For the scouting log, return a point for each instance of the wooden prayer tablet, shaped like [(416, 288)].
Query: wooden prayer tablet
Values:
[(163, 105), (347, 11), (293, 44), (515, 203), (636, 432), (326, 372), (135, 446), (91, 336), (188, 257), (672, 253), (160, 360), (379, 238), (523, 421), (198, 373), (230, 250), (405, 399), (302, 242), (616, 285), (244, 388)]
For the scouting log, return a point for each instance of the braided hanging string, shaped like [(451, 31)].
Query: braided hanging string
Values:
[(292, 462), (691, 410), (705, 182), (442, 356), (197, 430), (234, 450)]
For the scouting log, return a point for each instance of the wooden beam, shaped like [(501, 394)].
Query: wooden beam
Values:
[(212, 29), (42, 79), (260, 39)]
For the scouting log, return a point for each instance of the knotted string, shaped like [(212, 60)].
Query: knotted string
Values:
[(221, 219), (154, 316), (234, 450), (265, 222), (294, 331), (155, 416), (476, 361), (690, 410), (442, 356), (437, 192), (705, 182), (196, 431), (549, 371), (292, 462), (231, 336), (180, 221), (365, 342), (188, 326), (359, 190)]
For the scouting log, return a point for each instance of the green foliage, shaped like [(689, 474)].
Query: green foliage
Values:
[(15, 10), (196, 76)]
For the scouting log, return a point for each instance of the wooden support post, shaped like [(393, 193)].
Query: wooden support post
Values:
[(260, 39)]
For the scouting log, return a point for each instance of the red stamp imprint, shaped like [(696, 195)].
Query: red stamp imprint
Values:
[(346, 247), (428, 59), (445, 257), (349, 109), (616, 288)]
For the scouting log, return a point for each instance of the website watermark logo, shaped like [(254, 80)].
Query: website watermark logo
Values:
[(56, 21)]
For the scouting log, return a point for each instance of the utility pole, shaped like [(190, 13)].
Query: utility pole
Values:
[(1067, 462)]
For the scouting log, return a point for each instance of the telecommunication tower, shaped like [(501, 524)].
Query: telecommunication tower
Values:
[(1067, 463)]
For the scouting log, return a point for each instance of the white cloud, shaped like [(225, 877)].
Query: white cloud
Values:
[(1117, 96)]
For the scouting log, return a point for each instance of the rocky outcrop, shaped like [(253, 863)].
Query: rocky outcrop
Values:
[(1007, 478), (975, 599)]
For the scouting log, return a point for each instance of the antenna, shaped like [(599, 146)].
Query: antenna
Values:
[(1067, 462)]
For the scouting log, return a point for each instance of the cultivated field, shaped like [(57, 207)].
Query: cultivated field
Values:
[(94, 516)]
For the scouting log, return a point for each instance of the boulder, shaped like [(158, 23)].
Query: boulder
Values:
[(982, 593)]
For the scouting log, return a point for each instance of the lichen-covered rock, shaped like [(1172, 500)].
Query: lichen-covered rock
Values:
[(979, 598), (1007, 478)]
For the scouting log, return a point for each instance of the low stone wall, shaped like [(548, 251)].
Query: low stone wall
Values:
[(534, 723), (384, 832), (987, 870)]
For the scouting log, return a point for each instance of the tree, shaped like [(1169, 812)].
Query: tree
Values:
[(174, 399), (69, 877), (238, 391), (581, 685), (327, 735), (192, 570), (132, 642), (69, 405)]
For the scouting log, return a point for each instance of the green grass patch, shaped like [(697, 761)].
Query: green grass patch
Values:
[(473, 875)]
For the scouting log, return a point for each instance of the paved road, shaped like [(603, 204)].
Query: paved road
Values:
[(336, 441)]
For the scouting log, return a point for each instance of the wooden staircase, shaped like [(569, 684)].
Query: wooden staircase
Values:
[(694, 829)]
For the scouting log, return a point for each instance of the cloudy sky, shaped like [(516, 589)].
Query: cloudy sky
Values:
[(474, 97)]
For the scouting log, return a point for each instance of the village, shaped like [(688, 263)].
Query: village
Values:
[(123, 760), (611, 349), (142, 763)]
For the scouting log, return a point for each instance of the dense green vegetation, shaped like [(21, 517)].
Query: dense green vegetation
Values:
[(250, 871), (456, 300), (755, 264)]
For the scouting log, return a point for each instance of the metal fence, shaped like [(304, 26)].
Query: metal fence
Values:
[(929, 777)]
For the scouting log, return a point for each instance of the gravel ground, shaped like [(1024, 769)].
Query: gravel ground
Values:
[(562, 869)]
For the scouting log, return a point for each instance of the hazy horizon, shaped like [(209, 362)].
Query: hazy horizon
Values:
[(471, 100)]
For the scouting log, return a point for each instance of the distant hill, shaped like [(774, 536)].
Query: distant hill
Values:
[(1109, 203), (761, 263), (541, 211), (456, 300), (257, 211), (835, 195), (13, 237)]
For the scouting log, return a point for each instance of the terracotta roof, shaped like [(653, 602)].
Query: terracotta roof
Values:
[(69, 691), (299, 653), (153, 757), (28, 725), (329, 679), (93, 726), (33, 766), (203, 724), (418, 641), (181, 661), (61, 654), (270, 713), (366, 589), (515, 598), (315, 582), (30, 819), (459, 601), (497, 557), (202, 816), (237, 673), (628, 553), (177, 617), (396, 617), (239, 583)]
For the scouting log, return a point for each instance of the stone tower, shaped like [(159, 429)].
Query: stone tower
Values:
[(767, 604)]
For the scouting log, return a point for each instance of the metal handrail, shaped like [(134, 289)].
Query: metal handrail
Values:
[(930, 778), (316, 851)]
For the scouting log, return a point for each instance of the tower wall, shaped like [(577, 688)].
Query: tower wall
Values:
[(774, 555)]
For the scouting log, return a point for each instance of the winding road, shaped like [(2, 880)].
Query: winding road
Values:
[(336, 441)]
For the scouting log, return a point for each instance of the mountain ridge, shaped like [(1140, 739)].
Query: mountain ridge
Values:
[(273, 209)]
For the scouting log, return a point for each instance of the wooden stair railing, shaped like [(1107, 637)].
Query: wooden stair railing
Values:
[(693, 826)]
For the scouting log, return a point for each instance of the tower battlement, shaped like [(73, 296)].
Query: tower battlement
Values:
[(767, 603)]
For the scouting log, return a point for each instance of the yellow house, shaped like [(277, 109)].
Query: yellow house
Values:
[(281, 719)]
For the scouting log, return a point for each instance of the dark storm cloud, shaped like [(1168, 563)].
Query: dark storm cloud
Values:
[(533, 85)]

..............................

Exercise aim:
Retype, in the same exact form, the lines of the material above from the line holding "like [(451, 31)]." through the line holding "Query: knotted string".

Output for this exercise:
For the scouting log, return a point for each instance of the braided hanging string, shaped like [(451, 31)].
Query: braided hanging string
Values:
[(292, 462), (691, 410), (705, 182), (442, 356), (197, 430), (234, 450)]
For the scouting log, return a point for each instance of the wooden beam, shaped like [(501, 394)].
Query: wooden beam
Values:
[(212, 29), (42, 79), (260, 39)]
For the scouting log, return a point for each instance of the knotted string, shaped like [(212, 60)].
Query: knotted string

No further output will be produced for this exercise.